Work item: Output every line below as it stands, dropping only the images.
### Material for this task
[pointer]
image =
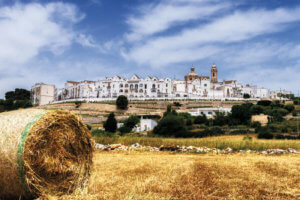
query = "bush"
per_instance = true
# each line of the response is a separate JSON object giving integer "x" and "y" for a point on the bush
{"x": 278, "y": 114}
{"x": 256, "y": 110}
{"x": 289, "y": 107}
{"x": 264, "y": 133}
{"x": 246, "y": 96}
{"x": 201, "y": 119}
{"x": 88, "y": 126}
{"x": 171, "y": 125}
{"x": 220, "y": 119}
{"x": 177, "y": 104}
{"x": 122, "y": 102}
{"x": 123, "y": 130}
{"x": 111, "y": 123}
{"x": 264, "y": 103}
{"x": 255, "y": 125}
{"x": 101, "y": 133}
{"x": 294, "y": 113}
######
Answer to this exercise:
[pointer]
image =
query = "bush"
per_instance = true
# each line of the response is a separate JSON object giving integer "x" and "y" for a point on the bush
{"x": 278, "y": 114}
{"x": 256, "y": 110}
{"x": 289, "y": 107}
{"x": 264, "y": 133}
{"x": 246, "y": 96}
{"x": 201, "y": 119}
{"x": 88, "y": 126}
{"x": 171, "y": 125}
{"x": 220, "y": 119}
{"x": 177, "y": 104}
{"x": 122, "y": 102}
{"x": 123, "y": 130}
{"x": 111, "y": 123}
{"x": 264, "y": 103}
{"x": 255, "y": 125}
{"x": 101, "y": 133}
{"x": 294, "y": 113}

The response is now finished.